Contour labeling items
↓

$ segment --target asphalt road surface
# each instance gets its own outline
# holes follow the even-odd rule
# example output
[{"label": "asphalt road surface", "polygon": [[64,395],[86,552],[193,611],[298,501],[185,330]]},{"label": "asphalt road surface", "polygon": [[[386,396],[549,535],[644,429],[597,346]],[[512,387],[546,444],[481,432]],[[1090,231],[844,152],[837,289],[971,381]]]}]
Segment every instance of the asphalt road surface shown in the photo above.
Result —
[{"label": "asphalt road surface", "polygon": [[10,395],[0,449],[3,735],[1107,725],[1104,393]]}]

↑
↓

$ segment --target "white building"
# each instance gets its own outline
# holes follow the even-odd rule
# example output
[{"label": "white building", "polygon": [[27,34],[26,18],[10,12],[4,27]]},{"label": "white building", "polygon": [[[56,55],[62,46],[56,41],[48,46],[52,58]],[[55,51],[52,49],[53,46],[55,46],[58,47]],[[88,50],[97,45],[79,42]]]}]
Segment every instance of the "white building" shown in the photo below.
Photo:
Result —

↑

[Exercise]
Gather every line above that contains the string "surface". Treat uppercase and lowercase as different.

[Task result]
$ segment --target asphalt road surface
[{"label": "asphalt road surface", "polygon": [[64,395],[86,552],[193,611],[298,501],[185,330]]},{"label": "asphalt road surface", "polygon": [[[386,396],[549,535],[644,429],[597,346]],[[512,387],[546,444],[481,432]],[[1090,231],[844,152],[837,289],[971,381]]]}]
Segment every instance of the asphalt road surface shown in the photo above.
[{"label": "asphalt road surface", "polygon": [[10,395],[0,449],[3,735],[1107,725],[1104,393]]}]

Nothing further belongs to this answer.